> _TASK ITEM_:
Scan the records and identify every line in which the string "handle" occurs, then return those lines.

> _AVAILABLE RECORDS_:

+ + + + + + +

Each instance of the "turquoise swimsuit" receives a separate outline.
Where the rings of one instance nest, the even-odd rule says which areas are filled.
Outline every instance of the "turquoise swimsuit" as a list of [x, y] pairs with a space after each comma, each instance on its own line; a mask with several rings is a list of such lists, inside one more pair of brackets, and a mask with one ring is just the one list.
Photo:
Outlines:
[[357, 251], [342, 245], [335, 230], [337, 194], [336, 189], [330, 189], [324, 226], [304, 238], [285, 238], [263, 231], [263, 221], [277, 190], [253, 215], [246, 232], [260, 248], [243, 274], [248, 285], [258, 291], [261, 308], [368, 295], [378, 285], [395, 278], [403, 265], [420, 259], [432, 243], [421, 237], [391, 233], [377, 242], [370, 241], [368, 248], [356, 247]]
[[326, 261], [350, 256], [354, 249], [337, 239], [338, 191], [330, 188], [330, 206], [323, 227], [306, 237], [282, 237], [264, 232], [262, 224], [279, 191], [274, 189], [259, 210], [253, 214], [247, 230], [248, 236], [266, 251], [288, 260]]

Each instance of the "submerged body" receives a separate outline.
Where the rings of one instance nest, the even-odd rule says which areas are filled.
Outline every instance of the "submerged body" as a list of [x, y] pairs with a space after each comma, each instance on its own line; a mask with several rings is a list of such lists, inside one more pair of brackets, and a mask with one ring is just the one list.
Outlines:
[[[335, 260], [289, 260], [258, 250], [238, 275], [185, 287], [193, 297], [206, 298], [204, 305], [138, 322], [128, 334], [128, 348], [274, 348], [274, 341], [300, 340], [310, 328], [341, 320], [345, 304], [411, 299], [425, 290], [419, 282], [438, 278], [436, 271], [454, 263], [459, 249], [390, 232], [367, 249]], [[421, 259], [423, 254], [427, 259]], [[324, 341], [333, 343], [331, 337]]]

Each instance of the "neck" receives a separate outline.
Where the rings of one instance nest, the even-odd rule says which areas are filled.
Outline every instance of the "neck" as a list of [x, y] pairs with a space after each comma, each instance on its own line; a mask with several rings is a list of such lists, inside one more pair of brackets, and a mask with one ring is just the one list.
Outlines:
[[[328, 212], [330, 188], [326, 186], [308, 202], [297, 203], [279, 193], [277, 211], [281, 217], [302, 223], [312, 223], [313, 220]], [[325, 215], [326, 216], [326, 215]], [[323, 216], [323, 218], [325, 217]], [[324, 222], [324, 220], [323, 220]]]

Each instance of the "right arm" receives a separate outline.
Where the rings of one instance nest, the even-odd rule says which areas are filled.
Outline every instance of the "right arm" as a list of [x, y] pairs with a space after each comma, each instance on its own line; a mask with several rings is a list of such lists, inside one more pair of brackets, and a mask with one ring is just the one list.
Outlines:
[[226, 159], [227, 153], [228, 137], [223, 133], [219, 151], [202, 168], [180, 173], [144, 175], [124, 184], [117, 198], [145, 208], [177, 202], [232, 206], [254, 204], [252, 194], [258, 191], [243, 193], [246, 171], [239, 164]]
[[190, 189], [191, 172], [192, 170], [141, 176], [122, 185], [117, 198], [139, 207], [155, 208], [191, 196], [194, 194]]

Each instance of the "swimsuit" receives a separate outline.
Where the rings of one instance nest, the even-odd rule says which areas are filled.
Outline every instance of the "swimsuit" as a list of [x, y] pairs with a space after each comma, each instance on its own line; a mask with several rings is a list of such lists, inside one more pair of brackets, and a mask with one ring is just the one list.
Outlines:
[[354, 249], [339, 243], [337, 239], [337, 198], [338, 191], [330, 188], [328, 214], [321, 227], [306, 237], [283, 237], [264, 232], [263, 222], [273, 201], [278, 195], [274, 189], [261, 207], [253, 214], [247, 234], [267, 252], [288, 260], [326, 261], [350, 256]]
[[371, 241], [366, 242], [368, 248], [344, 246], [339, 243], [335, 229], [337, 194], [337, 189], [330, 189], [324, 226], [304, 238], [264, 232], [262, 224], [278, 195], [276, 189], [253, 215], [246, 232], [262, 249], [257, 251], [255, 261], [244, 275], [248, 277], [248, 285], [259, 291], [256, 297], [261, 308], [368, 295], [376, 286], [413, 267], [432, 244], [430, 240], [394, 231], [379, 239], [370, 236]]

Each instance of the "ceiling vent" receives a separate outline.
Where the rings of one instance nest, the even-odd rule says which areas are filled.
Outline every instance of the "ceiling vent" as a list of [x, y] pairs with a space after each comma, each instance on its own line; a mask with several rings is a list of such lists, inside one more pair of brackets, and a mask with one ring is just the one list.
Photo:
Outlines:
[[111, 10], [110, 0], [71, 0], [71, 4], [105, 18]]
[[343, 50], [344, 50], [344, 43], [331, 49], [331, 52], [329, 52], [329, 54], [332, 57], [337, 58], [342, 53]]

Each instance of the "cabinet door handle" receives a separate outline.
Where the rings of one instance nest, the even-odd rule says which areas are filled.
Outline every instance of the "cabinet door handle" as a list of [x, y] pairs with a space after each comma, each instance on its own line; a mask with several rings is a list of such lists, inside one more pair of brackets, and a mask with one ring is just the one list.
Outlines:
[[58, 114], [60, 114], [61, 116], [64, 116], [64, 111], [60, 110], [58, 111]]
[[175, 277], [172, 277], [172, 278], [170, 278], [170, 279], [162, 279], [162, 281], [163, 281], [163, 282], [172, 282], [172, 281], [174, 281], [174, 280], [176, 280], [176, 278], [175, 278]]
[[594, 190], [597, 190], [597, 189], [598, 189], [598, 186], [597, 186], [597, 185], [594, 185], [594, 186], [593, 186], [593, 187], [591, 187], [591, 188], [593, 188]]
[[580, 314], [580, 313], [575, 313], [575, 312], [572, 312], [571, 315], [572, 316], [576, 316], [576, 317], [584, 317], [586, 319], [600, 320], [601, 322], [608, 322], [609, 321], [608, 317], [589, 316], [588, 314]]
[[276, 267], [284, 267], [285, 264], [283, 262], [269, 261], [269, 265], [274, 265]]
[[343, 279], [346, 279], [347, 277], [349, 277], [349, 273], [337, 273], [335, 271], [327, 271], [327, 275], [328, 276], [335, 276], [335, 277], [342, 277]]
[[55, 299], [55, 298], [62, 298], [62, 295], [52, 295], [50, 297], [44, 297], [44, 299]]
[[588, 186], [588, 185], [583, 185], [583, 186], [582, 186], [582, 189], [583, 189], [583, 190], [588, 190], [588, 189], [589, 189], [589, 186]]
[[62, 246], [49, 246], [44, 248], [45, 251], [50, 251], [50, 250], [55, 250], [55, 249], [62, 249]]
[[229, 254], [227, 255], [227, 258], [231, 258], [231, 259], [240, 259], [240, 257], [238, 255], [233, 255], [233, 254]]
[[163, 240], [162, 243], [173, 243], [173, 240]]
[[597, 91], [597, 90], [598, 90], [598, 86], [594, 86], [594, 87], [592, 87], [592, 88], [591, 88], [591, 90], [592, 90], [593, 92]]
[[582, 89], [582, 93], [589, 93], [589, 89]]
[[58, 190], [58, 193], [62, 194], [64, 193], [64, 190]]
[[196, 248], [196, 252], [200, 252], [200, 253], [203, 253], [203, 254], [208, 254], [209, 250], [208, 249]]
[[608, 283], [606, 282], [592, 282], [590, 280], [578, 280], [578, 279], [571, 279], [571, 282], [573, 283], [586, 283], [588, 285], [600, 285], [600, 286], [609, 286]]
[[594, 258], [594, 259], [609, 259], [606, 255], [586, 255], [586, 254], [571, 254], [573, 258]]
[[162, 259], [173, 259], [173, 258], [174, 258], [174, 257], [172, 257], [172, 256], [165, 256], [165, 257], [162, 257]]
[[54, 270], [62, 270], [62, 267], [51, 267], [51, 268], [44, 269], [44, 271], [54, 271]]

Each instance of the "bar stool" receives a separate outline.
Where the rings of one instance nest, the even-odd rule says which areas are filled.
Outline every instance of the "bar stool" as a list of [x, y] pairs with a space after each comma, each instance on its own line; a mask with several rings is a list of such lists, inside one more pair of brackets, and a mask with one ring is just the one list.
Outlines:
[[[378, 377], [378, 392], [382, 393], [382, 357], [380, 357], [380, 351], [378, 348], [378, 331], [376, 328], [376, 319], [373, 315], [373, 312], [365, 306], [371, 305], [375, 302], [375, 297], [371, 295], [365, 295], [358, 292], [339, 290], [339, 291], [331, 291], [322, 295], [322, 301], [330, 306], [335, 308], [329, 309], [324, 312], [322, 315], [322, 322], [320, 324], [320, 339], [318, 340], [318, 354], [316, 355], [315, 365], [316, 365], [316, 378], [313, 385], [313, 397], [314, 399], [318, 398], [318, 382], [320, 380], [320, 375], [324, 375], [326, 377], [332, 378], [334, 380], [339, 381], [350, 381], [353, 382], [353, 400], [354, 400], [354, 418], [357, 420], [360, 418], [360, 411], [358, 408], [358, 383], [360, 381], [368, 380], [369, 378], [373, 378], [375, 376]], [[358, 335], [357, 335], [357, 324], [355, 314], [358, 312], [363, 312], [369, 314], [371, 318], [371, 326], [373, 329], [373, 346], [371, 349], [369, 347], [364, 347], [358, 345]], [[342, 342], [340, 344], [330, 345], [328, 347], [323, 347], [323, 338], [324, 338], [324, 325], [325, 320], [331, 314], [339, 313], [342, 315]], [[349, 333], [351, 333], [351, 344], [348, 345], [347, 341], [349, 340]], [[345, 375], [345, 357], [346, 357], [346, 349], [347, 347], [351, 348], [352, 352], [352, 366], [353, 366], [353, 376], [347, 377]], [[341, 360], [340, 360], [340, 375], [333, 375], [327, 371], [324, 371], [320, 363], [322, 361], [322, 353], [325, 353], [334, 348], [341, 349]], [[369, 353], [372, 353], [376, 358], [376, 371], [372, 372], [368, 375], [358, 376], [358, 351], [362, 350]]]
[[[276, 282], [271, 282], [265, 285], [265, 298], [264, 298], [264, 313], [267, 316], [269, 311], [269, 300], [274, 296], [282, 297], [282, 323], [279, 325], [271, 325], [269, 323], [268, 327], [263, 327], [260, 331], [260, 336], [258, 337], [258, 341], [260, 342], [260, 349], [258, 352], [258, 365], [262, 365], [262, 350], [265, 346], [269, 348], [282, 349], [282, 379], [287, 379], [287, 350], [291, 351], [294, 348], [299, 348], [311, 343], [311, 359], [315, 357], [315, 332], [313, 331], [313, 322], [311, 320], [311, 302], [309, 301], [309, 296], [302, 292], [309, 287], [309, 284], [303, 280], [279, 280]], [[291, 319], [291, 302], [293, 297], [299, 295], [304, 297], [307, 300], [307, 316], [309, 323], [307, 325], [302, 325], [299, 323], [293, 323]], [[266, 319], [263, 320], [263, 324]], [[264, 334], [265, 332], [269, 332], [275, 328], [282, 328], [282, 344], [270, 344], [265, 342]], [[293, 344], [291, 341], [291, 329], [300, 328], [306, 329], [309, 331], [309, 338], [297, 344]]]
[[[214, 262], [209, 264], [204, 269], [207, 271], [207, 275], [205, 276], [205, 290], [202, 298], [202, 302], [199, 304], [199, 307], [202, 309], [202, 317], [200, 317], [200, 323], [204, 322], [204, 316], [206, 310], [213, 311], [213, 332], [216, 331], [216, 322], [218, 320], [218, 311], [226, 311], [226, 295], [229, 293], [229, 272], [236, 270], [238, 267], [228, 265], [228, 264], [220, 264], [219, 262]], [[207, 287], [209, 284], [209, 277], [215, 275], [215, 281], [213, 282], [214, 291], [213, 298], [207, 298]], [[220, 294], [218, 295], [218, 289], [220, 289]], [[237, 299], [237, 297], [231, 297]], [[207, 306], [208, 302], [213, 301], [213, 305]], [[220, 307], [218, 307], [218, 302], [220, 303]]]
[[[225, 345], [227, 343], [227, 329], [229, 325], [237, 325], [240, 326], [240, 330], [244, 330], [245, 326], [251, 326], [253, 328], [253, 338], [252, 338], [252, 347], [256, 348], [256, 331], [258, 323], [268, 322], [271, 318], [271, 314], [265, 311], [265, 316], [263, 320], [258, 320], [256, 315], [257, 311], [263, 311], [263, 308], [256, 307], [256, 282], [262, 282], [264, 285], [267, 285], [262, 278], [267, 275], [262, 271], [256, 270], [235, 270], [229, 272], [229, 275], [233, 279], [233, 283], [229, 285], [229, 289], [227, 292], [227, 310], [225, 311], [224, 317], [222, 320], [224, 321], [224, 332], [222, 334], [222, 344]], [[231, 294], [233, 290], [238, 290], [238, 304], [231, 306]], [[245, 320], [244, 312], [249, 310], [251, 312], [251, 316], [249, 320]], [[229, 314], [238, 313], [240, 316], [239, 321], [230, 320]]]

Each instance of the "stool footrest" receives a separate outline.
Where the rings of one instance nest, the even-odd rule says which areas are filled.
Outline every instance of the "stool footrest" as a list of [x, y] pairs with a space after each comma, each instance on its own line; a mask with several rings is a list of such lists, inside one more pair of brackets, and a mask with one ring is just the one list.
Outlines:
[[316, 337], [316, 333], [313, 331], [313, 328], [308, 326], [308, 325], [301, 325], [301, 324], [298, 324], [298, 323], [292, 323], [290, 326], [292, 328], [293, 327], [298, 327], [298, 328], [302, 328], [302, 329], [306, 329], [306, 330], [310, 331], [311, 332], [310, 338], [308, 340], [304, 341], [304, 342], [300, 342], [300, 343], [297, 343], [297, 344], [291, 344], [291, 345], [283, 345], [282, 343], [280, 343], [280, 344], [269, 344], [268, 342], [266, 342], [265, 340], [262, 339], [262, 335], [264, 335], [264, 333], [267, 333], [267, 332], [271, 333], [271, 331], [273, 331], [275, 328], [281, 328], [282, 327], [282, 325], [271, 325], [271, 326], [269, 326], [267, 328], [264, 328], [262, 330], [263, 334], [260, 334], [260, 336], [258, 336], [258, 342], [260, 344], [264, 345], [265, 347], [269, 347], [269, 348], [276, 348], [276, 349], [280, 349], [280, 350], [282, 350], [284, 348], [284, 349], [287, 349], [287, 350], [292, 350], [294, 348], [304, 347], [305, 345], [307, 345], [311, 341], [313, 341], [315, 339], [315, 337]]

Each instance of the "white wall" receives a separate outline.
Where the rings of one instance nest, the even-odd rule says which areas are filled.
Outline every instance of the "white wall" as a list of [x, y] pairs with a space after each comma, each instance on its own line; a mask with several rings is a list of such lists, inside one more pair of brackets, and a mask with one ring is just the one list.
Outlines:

+ + + + + + +

> _RESPONSE_:
Each instance of the "cabinet door handle" receives a separate outline.
Outline every instance of the "cabinet door handle" as a list of [x, y] pairs with a space after each comma, each instance on its own line; a mask with several rings is a list of such lists, inside one more pair of brackets, and a mask with one ring is just the one list.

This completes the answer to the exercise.